**Excerpt provided**
——

ClusterHelper (ClusterHelper v0.5.1)

Copy Markdown View Source

A helper module for managing dynamic Elixir clusters with overlapping scope support.

ClusterHelper provides a simple, role-based API for tracking nodes in a distributed cluster. It is designed for dynamic environments such as Kubernetes.

Note: Collab between human & AI.

Features

  • Role-based node management – assign one or more roles to each node; roles can be any Elixir term (atom, string, tuple, …)
  • Overlapping scopes – a node can participate in multiple scopes simultaneously with full isolation between them. Different roles can be assigned to different scopes.
  • Dynamic cluster support – nodes are discovered and tracked automatically as they join or leave the cluster via :net_kernel.monitor_nodes/2
  • Microsecond lookups – read operations (get_nodes/2, get_roles/2, all_nodes/1) bypass the GenServer and read directly from ETS tables with read_concurrency: true
  • Generation-based sync – each scope tracks a monotonically increasing generation counter; periodic pulls only do a full RPC when the remote node's generation has changed, dramatically reducing unnecessary traffic
  • Smart node discovery – on :nodeup, the remote node's scope membership is queried first so roles are only pulled for matching scopes
  • Cluster-wide synchronisation – changes propagate via :pg broadcast and a configurable periodic pull with generation-based change detection
  • Event callbacks – optional ClusterHelper.EventHandler behaviour notifies your code when roles or nodes are added or removed

Quick start

# Tag the current node (default scope)
ClusterHelper.add_role(:web)
ClusterHelper.add_roles([:api, "cache", {:shard, 1}])

# Tag the current node in a specific scope
ClusterHelper.add_role(:worker, :data_processing)
ClusterHelper.add_roles([:ingester, :aggregator], :analytics)

# Join an additional scope at runtime
ClusterHelper.join_scope(:monitoring)
ClusterHelper.add_role(:prometheus_exporter, :monitoring)

# Query the cluster (default scope)
ClusterHelper.get_nodes(:web)              #=> [:"node1@host", :"node2@host"]
ClusterHelper.get_roles(:"node1@host")     #=> [:web, :api]
ClusterHelper.all_nodes()                  #=> [:"node1@host", :"node2@host"]

# Query a specific scope
ClusterHelper.get_nodes(:worker, :data_processing)

——

**Data extract**
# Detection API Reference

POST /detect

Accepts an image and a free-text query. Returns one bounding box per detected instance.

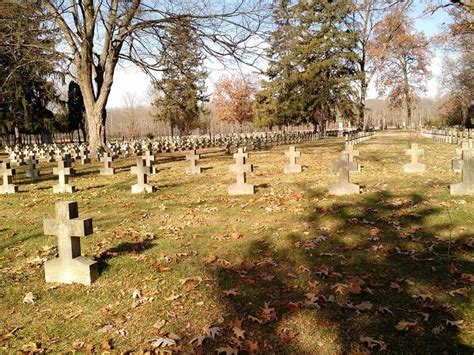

——

**The task**
In the ClusterHelper documentation, what ETS table option is named for the read operations that bypass the GenServer?

**Worked solution**
read_concurrency: true